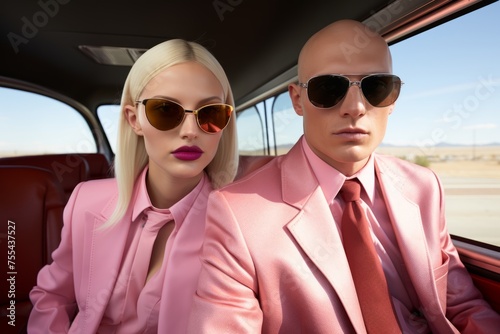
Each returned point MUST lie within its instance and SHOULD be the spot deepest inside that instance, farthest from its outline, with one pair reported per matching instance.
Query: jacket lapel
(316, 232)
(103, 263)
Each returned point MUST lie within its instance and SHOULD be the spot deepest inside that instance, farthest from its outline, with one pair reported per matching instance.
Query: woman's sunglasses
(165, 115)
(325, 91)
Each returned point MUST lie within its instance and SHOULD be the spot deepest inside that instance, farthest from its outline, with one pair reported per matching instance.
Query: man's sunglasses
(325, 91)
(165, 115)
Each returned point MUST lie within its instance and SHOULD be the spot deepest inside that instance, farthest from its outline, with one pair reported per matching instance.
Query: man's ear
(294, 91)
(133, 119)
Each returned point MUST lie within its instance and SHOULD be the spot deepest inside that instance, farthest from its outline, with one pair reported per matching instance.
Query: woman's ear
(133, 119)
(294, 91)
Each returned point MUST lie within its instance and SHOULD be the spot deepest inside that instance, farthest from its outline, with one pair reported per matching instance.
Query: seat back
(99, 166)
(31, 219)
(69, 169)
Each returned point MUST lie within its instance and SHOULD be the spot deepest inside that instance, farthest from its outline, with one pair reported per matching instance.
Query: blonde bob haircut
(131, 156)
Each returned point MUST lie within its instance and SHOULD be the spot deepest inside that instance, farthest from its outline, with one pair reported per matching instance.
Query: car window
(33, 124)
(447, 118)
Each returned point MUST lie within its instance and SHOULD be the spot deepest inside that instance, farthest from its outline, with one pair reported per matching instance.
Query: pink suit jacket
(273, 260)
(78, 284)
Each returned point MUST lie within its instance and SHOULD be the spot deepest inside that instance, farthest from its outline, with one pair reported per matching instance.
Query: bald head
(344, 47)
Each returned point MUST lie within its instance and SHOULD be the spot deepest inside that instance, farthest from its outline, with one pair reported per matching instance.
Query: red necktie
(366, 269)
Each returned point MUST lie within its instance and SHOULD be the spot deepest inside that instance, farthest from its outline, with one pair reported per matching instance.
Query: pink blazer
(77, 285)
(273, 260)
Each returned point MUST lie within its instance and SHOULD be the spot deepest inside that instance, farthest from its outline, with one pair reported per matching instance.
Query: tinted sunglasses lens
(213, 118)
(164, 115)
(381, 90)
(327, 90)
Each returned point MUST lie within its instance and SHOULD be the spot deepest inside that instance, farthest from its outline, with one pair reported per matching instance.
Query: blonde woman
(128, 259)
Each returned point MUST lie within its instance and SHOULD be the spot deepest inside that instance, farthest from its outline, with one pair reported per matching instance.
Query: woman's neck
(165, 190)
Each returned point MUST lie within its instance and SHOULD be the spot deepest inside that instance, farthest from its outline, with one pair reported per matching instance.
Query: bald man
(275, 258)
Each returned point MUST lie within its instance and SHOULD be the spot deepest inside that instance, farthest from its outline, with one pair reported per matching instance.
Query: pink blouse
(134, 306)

· · · · ·

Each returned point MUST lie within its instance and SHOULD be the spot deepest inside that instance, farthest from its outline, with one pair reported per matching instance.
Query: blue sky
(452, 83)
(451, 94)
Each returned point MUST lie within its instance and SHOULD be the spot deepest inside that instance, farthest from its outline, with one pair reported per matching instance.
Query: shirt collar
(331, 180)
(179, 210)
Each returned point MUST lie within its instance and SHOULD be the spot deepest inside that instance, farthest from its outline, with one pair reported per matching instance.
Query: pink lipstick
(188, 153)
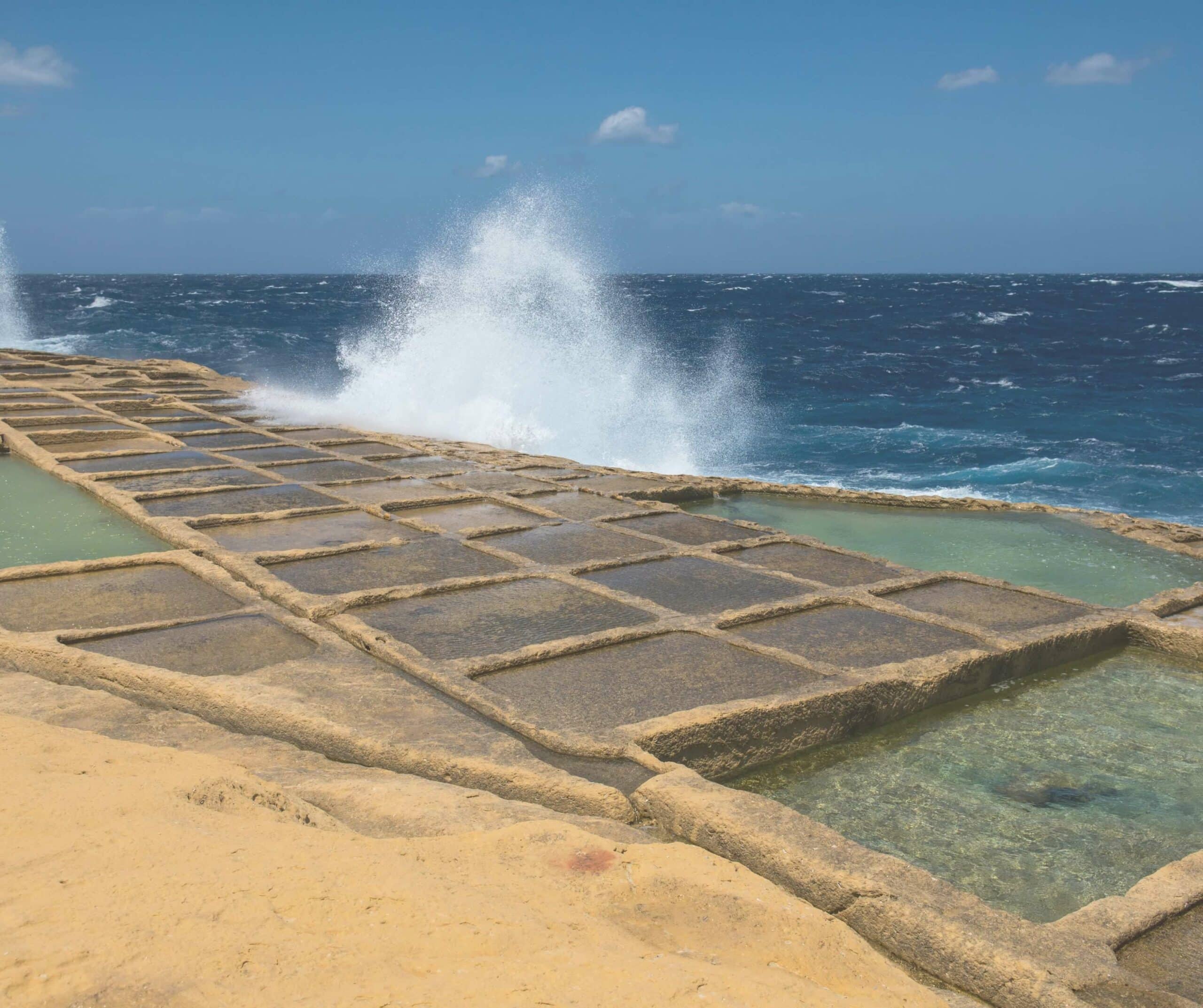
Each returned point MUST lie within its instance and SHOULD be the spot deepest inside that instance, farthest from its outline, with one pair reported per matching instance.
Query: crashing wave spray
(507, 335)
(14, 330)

· · · · ·

• Written instruction
Gather every line from the items above that contains the word "pink", copying each line in full and in the order it appears.

• Solution below
Query: pink suit jacket
Query: pink blazer
Query: pink blouse
Query: pink lipstick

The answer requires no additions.